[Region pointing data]
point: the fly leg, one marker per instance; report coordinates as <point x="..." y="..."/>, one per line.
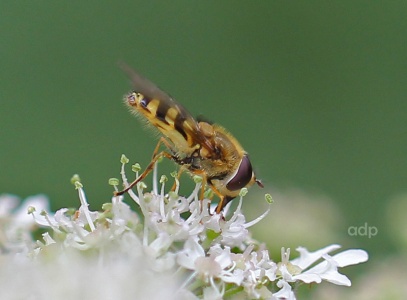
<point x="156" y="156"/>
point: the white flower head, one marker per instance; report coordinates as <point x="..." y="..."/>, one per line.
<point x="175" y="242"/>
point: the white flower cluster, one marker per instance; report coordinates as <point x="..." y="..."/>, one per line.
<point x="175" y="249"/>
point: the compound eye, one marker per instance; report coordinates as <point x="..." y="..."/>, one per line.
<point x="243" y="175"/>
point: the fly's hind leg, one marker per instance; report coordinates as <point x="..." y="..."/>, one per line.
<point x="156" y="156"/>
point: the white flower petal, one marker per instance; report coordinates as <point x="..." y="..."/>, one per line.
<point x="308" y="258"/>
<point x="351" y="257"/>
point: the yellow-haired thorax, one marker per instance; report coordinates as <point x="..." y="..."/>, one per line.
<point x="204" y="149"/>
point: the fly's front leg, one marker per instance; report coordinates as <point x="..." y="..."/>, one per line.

About this task: Going from the line that contains "point: the white flower petal, one" to the last line of the records, reproduce every line as written.

Problem solution:
point: the white flower petal, one marker per instance; report coordinates as <point x="..." y="..."/>, one per line.
<point x="308" y="258"/>
<point x="351" y="257"/>
point: the yellow-haired thorax, one marker per instance; report coordinates as <point x="..." y="..."/>, one per line.
<point x="204" y="149"/>
point: the fly's front leg, one marker per instance; report coordinates as <point x="..." y="..."/>, one per line.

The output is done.